■ **TASK STATEMENT**
Each line from the one containing "Target: blue sky" to the end of the listing below should be repeated exactly, with no other line included.

■ **DATA TO PROCESS**

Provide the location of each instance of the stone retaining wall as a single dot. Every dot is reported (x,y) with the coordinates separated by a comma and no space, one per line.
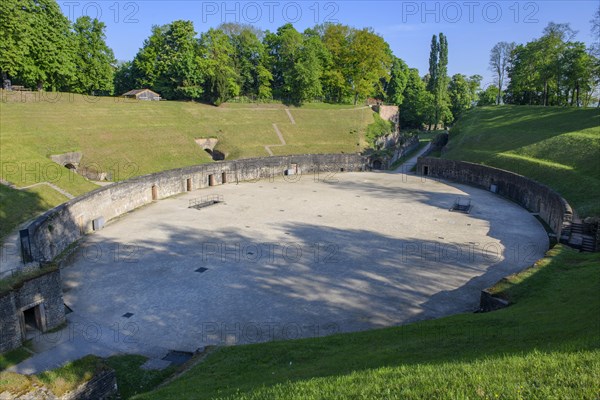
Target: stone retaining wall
(531,195)
(45,292)
(54,231)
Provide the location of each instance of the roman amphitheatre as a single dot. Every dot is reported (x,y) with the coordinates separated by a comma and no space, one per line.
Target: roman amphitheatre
(281,259)
(258,250)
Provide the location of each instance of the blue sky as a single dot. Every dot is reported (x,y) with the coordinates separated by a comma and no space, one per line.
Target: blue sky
(472,27)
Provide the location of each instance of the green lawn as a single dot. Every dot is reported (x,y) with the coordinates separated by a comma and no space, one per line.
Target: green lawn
(546,345)
(131,379)
(128,138)
(559,147)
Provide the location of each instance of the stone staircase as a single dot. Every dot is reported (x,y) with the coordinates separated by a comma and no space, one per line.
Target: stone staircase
(581,239)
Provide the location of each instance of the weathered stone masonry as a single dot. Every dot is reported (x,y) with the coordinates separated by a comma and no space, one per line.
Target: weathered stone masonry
(54,231)
(529,194)
(43,292)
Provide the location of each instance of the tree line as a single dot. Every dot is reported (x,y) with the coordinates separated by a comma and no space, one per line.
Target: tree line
(40,48)
(334,63)
(553,70)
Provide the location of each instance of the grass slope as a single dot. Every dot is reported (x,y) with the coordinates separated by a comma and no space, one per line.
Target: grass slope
(559,147)
(130,138)
(546,345)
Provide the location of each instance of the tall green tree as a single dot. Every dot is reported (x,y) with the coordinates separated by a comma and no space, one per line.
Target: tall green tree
(433,64)
(94,60)
(250,60)
(124,79)
(552,70)
(398,80)
(437,83)
(16,24)
(460,95)
(36,44)
(222,80)
(284,50)
(336,39)
(500,57)
(369,64)
(170,62)
(418,103)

■ **EXERCISE RESULT**
Target: blue sky
(472,27)
Provide the location of each instance of the green lawn as a single dot. Every dot is reported (x,y) with the coordinates separated by a comma and no space, one per line.
Target: green lawn
(546,345)
(131,379)
(128,138)
(559,147)
Provide the location of each instance of the stone staircase as a single dot. Every dot is reported (x,y) with the coordinates separated by a comma and no space, one per line.
Target: stone staircase
(581,239)
Provide the location of each instance of the weathered stone masonry as a single dot. Every dot is reported (x,y) with the coordinates separated by a comma and no space, one per line.
Target: weathered stone masonry
(54,231)
(529,194)
(43,292)
Provide the location of each instance of the tree line as a single dot. Every dot is reported (x,y) with the coordinates separated by a comma and no space, one per line.
Target: tree line
(40,48)
(334,63)
(553,70)
Provide the location of each instance of the grass slope as a single dot. Every dot is reported (x,y) with the coordinates separated by a comma and no space, one per line.
Target: grass slope
(559,147)
(130,138)
(546,345)
Provide the location of each instance of the tall green tree as a single dot. Every dot is reported (x,y) with the coordinates separated by a comma and no space, one per line.
Target: tall green tree
(433,64)
(94,60)
(250,60)
(124,79)
(552,70)
(398,80)
(437,83)
(16,24)
(460,95)
(36,44)
(222,80)
(284,50)
(336,39)
(500,57)
(369,64)
(170,62)
(418,103)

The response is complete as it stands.